- [Brief A]:
Answer these questions about the Lucy Chao biography, one per line:
(i) Where was Chao born?
(ii) What organization awarded Chao and Chen a joint fellowship in 1944?
(iii) In what year was Chen sent to a labor camp?
- [Brief B]: Rewrite the Lucy Chao biography between "Lucy Chao, or" and "Yenching University, Beijing.", inclusive, putting "archaeologist" in place of "anthropologist".
- [Brief C]: Write the next part of the Lucy Chao biography, picking up after its final sentence.

- [Text block]:
- - -

Chinese poet and translator

Lucy Chao, or Zhao Luorui (趙蘿蕤 (赵萝蕤, Zhào Luóruí, Chao Lo-jui); May 9, 1912 – January 1, 1998), was a Chinese poet and translator.

==Biography==
Chao was born on May 9, 1912, in Xinshi, Deqing County, Zhejiang, China.

She married Chen Mengjia, an anthropologist and expert on oracle bones, in 1932. In 1944, Chao and Chen were awarded a joint fellowship by the Rockefeller Foundation to study at the University of Chicago in the United States. Chao earned her PhD from the institution in 1948 for a dissertation on Henry James. Afterward, she returned to China to teach English and North American literature at Yenching University, Beijing.

Chao's husband Chen opposed the government's proposal to simplify Chinese writing in the 1950s and was labeled a Rightist and an enemy of the Communist Party. He was sent to a labor camp in 1957. After he returned, he was banned from publishing research and committed suicide after denunciation and persecution during the Cultural Revolution.

- - -

(Collected data entries)
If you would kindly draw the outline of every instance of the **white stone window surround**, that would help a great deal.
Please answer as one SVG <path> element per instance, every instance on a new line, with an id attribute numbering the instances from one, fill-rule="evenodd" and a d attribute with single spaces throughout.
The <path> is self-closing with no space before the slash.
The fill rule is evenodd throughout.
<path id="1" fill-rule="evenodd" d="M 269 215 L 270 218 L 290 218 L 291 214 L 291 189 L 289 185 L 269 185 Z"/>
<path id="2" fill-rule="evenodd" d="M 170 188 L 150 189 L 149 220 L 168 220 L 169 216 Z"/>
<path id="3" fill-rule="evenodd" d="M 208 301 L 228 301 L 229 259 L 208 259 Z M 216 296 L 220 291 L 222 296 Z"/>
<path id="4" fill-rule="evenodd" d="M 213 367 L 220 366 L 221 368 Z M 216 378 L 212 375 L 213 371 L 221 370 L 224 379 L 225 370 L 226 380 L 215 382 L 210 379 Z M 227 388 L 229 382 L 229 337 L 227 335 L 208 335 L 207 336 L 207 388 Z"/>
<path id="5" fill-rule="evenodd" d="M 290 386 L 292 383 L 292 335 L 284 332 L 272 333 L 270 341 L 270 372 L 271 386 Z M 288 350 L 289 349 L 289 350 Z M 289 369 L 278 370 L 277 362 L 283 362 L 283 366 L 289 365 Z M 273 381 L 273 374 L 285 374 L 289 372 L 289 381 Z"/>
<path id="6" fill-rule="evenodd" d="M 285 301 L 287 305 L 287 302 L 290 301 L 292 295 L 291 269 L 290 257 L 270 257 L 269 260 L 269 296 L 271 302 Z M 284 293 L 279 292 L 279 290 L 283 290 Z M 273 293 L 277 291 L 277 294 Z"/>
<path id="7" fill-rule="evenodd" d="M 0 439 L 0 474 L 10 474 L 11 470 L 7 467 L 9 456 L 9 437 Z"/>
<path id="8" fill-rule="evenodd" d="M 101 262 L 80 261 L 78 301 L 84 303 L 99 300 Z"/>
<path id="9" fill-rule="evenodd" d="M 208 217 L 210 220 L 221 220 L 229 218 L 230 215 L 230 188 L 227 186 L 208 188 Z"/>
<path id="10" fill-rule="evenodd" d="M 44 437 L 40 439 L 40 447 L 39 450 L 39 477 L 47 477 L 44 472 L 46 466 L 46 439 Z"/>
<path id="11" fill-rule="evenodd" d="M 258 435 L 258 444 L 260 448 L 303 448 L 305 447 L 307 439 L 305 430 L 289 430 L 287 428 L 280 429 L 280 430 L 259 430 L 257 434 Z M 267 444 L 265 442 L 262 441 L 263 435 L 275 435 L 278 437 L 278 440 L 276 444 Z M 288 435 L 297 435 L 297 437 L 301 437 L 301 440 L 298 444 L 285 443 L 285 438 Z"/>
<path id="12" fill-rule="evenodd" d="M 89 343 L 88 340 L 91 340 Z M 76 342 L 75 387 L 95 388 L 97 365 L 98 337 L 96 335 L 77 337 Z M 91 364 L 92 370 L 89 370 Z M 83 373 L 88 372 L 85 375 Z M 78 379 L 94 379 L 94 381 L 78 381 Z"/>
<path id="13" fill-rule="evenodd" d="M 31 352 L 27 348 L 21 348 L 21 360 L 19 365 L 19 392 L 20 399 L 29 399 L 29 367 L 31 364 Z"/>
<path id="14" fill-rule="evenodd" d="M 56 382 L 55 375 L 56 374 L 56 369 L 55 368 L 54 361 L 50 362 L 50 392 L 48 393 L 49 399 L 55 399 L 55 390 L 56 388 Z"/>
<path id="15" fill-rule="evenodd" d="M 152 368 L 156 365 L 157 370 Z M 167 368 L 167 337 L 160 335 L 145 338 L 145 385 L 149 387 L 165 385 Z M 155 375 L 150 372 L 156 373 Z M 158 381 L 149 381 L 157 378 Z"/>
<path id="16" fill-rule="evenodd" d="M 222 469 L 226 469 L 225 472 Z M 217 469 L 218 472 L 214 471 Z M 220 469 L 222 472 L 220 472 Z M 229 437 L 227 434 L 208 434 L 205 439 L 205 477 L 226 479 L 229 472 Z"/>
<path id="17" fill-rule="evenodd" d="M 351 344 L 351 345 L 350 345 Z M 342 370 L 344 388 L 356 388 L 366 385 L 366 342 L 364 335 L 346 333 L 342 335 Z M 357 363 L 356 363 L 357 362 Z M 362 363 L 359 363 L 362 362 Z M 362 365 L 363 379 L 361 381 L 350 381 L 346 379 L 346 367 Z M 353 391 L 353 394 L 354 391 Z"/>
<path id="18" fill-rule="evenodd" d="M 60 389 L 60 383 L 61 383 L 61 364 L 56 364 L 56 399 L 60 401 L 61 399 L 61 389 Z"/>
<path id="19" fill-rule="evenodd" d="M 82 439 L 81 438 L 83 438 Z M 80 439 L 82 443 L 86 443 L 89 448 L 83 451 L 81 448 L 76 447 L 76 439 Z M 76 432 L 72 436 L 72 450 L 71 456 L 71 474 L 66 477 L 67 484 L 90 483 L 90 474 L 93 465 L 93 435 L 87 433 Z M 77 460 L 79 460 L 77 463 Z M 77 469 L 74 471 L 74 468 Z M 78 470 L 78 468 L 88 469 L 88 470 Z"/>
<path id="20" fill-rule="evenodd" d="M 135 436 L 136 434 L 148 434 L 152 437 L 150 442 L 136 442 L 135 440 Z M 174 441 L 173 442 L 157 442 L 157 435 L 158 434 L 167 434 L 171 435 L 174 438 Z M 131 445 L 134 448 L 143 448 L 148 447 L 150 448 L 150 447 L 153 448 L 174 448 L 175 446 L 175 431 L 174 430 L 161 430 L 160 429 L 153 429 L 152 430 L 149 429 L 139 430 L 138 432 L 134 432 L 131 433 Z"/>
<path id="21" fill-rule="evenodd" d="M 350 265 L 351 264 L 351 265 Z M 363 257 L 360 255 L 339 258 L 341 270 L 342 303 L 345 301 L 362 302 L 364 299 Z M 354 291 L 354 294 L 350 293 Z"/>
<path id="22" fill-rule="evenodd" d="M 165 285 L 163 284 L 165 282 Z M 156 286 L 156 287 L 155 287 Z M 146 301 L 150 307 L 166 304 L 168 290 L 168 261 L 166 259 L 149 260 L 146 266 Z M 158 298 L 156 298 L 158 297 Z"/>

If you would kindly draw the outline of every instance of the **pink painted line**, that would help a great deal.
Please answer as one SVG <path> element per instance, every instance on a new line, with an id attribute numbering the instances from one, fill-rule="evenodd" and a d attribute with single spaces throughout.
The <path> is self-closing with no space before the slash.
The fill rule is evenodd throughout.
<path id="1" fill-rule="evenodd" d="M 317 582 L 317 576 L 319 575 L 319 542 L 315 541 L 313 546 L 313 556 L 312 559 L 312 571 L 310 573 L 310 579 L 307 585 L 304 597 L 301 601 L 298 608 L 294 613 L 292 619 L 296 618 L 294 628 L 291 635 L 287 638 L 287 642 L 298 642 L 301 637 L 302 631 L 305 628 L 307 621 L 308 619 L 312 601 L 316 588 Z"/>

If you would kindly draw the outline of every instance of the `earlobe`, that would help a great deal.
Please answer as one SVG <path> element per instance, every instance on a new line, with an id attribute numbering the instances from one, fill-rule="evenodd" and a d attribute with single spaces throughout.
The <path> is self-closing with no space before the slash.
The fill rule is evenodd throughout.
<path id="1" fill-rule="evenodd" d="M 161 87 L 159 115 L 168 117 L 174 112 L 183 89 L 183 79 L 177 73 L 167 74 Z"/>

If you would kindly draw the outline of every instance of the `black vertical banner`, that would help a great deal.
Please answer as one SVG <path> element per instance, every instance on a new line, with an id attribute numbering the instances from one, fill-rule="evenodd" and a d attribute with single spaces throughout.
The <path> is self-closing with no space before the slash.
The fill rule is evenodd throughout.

- - -

- [Task response A]:
(i) Xinshi, Deqing County, Zhejiang, China
(ii) The Rockefeller Foundation
(iii) 1957

- [Task response B]:
Lucy Chao, or Zhao Luorui (趙蘿蕤 (赵萝蕤, Zhào Luóruí, Chao Lo-jui); May 9, 1912 – January 1, 1998), was a Chinese poet and translator.

==Biography==
Chao was born on May 9, 1912, in Xinshi, Deqing County, Zhejiang, China.

She married Chen Mengjia, an archaeologist and expert on oracle bones, in 1932. In 1944, Chao and Chen were awarded a joint fellowship by the Rockefeller Foundation to study at the University of Chicago in the United States. Chao earned her PhD from the institution in 1948 for a dissertation on Henry James. Afterward, she returned to China to teach English and North American literature at Yenching University, Beijing.

- [Task response C]:
After Chen's death, Chao developed schizophrenia. In spite of this, she created the first complete Chinese translation of Walt Whitman's Leaves of Grass, which was published in 1991. That same year, she was awarded the University of Chicago's "Professional Achievement Award".

==Works==
Chao translated T. S. Eliot's The Waste Land in 1937, and Longfellow's The Song of Hiawatha, and eventually saw a mass publication of her translation of the whole of Whitman's Leaves of Grass in 1991. She was a co-editor of the first Chinese-language History of European Literature (1979).

==Sources==
- Hessler, Peter (2007). "Oracle Bones"
- Wu, Ningkun (1993). "A Single Tear"
- Wu, Ningkun (2007). "一代才女赵萝蕤教授"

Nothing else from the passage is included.